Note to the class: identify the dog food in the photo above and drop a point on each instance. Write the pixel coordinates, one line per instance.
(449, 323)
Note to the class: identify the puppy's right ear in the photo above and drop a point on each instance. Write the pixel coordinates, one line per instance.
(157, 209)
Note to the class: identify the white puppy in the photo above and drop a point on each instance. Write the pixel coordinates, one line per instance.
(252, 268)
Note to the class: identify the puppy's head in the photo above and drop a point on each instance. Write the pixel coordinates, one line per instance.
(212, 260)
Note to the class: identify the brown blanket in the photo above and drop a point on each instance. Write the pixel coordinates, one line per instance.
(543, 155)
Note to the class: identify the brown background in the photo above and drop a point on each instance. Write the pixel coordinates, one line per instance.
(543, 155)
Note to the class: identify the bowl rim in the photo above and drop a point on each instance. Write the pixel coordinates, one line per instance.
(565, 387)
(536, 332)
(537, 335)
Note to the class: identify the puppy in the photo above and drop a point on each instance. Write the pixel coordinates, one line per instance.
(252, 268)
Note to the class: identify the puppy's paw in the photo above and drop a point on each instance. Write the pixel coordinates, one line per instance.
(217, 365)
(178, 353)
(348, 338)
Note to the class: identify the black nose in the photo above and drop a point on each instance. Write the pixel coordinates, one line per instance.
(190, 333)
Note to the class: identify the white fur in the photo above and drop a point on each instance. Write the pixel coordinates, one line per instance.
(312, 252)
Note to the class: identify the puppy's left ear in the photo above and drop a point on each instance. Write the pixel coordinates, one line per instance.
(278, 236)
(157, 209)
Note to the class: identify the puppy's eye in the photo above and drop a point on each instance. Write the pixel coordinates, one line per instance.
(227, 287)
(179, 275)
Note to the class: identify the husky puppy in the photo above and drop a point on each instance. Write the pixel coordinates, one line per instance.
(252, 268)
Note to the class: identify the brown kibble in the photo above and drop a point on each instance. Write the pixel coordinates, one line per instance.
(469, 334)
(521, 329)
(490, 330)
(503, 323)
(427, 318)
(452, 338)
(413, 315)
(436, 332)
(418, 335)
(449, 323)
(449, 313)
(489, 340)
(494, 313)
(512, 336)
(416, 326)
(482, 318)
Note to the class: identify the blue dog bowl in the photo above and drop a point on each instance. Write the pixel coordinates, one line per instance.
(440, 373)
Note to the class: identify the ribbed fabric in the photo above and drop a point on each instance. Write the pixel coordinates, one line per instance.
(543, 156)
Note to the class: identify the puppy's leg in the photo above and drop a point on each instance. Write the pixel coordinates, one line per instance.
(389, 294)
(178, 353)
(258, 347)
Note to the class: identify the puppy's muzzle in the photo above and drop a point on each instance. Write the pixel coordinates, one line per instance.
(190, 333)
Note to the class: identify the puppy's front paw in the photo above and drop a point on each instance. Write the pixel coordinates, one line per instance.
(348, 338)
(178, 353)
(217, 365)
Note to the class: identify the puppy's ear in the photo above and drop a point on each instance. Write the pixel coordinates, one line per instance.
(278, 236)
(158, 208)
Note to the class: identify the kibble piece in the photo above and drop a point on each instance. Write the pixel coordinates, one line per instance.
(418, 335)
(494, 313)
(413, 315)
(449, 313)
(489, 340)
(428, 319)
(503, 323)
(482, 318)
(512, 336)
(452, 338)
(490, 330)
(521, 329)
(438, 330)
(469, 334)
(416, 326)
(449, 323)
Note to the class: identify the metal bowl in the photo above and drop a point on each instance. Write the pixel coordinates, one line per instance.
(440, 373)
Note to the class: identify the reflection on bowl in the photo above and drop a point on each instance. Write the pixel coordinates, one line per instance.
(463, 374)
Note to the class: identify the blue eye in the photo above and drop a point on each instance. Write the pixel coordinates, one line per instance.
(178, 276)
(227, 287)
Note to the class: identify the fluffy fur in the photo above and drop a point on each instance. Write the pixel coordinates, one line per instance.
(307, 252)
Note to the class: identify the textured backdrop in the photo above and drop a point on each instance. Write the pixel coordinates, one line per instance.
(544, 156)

→ ACTION ITEM
The listing above is to be written out again word for word.

→ EXERCISE OUTPUT
Note to the class: identify the dog food in the photo above and drop a point on each instance. Write the pixel coordinates, one line per instance.
(449, 323)
Note to the class: identify the puppy's right ear in the photo above and drop a point on each instance. Write the pixel coordinates, one line per instance.
(157, 209)
Note to the class: identify the white puppy in the photo above and drop a point on each instance. Write the pixel coordinates, one line per instance.
(252, 268)
Note to the class: identify the puppy's head in the photo above and drop a point on each instance. Write the pixel coordinates, one line per instance.
(212, 260)
Note to the class: identify the brown blanket in the photo above and drop a point on each instance. Write the pixel coordinates, one line per instance.
(543, 155)
Note to the class: identify the brown background in the photo above and drop a point on each instance. Write the pixel coordinates, one line per instance.
(543, 155)
Note to the class: identify the bowl rim in the photo above and drop a point on each instance. Write the pixel coordinates, one line per instance.
(565, 387)
(536, 332)
(537, 335)
Note to the class: identify the puppy in the photo above and drop a point on each instance. Write the pixel coordinates, one line per instance.
(252, 268)
Note to the class: identify the puppy's paw in the photo above and drop a point on each instance. Write the pixel coordinates, one line per instance.
(217, 365)
(178, 353)
(348, 338)
Note to the class: identify the black nose in the photo above and drop a point on each instance. Write the pixel coordinates, one line per instance.
(190, 333)
Note to the class: identify the white fur in the photo above and drop a point on each instance. Write the pixel coordinates, one line per instance.
(312, 252)
Note to the class: identify the puppy's left ear in the photo above and drop a point on each instance. Write the pixel coordinates, one line per instance.
(278, 236)
(157, 209)
Note to the class: identify the puppy's eye in the photo above and drop a point on each instance. Write the pixel coordinates, one line per instance.
(227, 287)
(179, 275)
Note to the class: identify the husky puppy in the photo above and drop a point on each instance. Write the pixel coordinates, one line per instance.
(252, 268)
Note to the class: identify the brown kibble in the photo above and drop a point on each instance. Write the pixel coordinates, one line per instance.
(469, 334)
(521, 329)
(490, 330)
(503, 323)
(427, 318)
(452, 338)
(413, 315)
(436, 332)
(418, 335)
(449, 323)
(449, 313)
(489, 340)
(494, 313)
(512, 336)
(416, 326)
(482, 318)
Note to the class: identify the blue dog bowl in the photo above and drop a point on each instance. Write the pixel coordinates, one line per instance.
(440, 373)
Note to the class: identify the ribbed fabric in the photo above and drop a point on each instance. Write the pixel coordinates, one line per instance.
(543, 156)
Note to the class: identify the puppy's leg in the photo above and drop a point on each instance. Write the pixel coordinates, one line per instance.
(389, 294)
(178, 353)
(258, 347)
Note to the class: identify the puppy's muzzle in the photo above and drop a point on each instance. Write the pixel coordinates, one line per instance.
(190, 333)
Note to the class: identify the puppy's front paw in the photo above and drop a point on each instance. Write the pixel coordinates, one line per instance.
(348, 338)
(178, 353)
(217, 365)
Note to the class: identify the puppy's ear in the photo above and drop a point on each instance. Write the pixel coordinates, one line per instance.
(278, 236)
(158, 208)
Note to the class: identify the kibble piece in the photo above and drop a point on each instance. Write the pixel coordinates, one line per instance.
(418, 335)
(494, 313)
(413, 315)
(449, 313)
(489, 340)
(428, 319)
(503, 323)
(482, 318)
(512, 336)
(452, 338)
(490, 330)
(521, 329)
(438, 330)
(469, 334)
(416, 326)
(449, 323)
Note to the class: identify the metal bowl in the photo above and drop a point on each instance. Write the pixel coordinates, one line per instance.
(440, 373)
Note to the class: identify the reflection on bowl in the photo above and drop a point on each instance. Write the pixel coordinates, one line per instance.
(463, 374)
Note to the class: identify the blue eye in the photo above and drop a point on each instance. Write the pixel coordinates, one line per instance.
(178, 276)
(227, 287)
Note to the class: identify the fluffy fur in the photo above and drop a point on each instance. Write the pixel coordinates, one line per instance.
(307, 252)
Note to the class: identify the textured backdrop in the photo above and drop a point on each instance. Write the pixel coordinates, one line per instance.
(544, 156)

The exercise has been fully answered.